Work to complete:
Your answer must be the full set of entries, repeated exactly.

Material for the task:
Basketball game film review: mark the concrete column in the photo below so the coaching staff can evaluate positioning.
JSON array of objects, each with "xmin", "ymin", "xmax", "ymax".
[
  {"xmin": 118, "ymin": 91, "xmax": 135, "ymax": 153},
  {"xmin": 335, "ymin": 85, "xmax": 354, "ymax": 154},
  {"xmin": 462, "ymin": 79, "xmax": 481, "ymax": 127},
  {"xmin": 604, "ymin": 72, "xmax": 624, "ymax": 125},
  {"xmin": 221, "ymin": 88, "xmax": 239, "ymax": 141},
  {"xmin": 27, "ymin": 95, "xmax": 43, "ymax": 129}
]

Reply:
Basketball game film review: mark the concrete column in the photo below so the coaching staff can evaluate positioning.
JSON array of objects, each with "xmin", "ymin", "xmax", "ymax".
[
  {"xmin": 118, "ymin": 91, "xmax": 135, "ymax": 153},
  {"xmin": 335, "ymin": 85, "xmax": 354, "ymax": 154},
  {"xmin": 462, "ymin": 79, "xmax": 481, "ymax": 127},
  {"xmin": 604, "ymin": 72, "xmax": 624, "ymax": 125},
  {"xmin": 221, "ymin": 88, "xmax": 239, "ymax": 141},
  {"xmin": 27, "ymin": 95, "xmax": 43, "ymax": 129}
]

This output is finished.